_Task prompt_
Rename "instance" to "occurrence" throughout the rows below, and give them back otherwise unchanged, leaving out the pictures.

(Location identification items)

/---

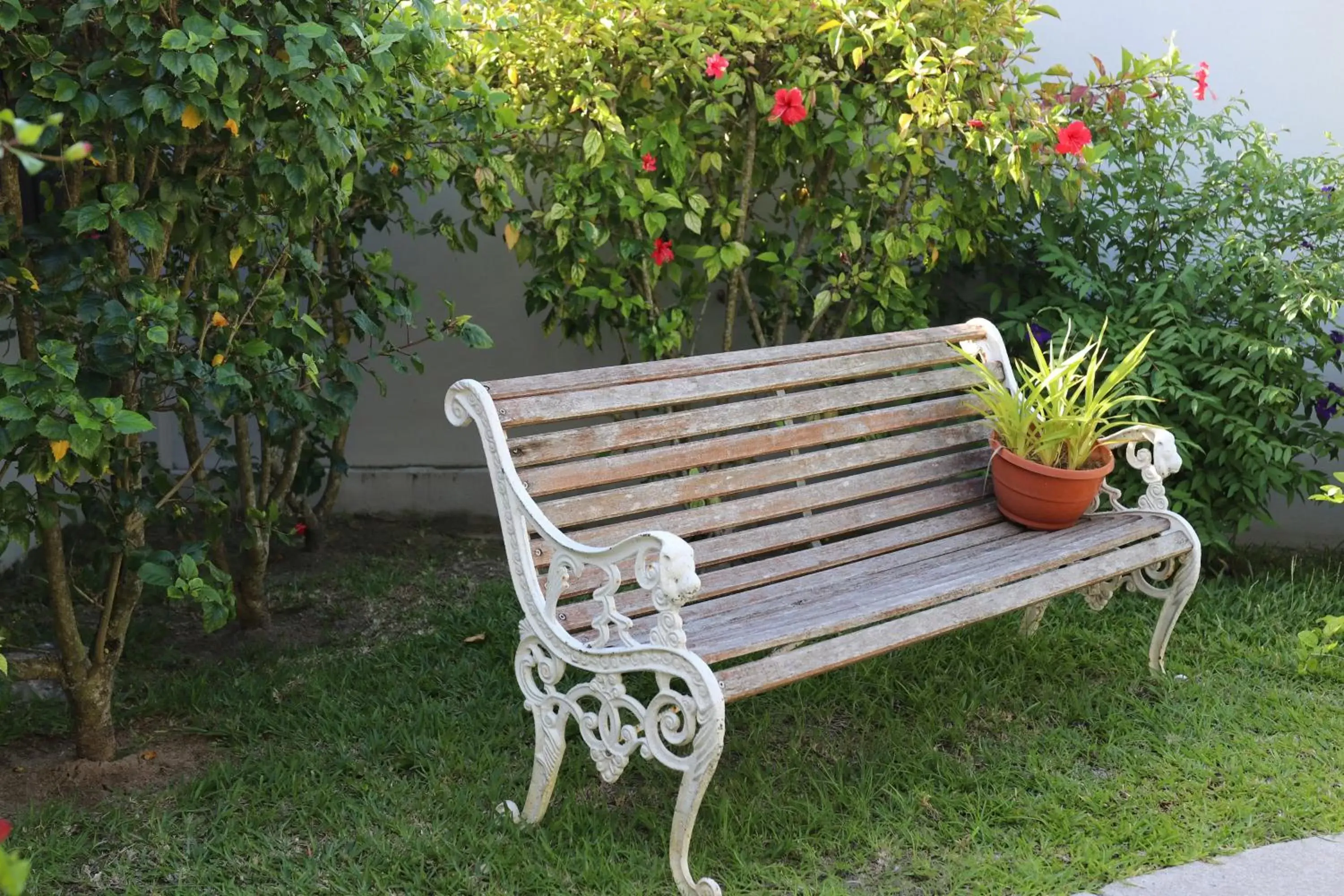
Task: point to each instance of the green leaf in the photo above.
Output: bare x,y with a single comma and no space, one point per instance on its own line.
593,147
143,228
174,39
14,409
128,422
206,68
155,574
86,218
85,443
476,336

\---

_Answer to this problem_
Task: point to each occurrence of the green leaf in the photo above.
Output: bare x,y with a single comma and no space, one point per occurrence on its own line.
593,147
143,228
174,39
14,409
128,422
206,68
155,574
86,218
85,443
476,336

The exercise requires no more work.